**PROBLEM TO WORK ON:** With no omissions, write out every record given below.

(Saved data entries)
=====

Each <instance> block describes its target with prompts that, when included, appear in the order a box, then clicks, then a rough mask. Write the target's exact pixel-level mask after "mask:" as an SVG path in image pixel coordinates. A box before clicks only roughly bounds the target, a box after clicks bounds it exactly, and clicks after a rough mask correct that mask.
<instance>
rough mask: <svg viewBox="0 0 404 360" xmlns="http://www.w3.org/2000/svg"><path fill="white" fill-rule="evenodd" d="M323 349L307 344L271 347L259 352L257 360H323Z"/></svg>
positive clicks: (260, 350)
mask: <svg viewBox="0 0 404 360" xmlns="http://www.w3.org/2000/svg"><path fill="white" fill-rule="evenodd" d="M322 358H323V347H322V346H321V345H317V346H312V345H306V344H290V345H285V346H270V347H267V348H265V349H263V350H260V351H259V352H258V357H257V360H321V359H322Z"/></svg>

=====

**SOLUTION FOR THIS EXERCISE:**
Each <instance> block describes its target with prompts that, when included, appear in the order a box, then clicks, then a rough mask. Write the target's exact pixel-level mask after "mask:" as an SVG path in image pixel coordinates. A box before clicks only roughly bounds the target, a box after clicks bounds it exactly, and clicks after a rough mask correct that mask.
<instance>
rough mask: <svg viewBox="0 0 404 360" xmlns="http://www.w3.org/2000/svg"><path fill="white" fill-rule="evenodd" d="M323 349L307 344L271 347L259 352L257 360H323Z"/></svg>
positive clicks: (260, 350)
mask: <svg viewBox="0 0 404 360" xmlns="http://www.w3.org/2000/svg"><path fill="white" fill-rule="evenodd" d="M322 358H323V347H322V346H321V345H317V346H312V345H306V344H290V345H285V346H270V347H267V348H265V349H263V350H260V351H259V352H258V357H257V360H321V359H322Z"/></svg>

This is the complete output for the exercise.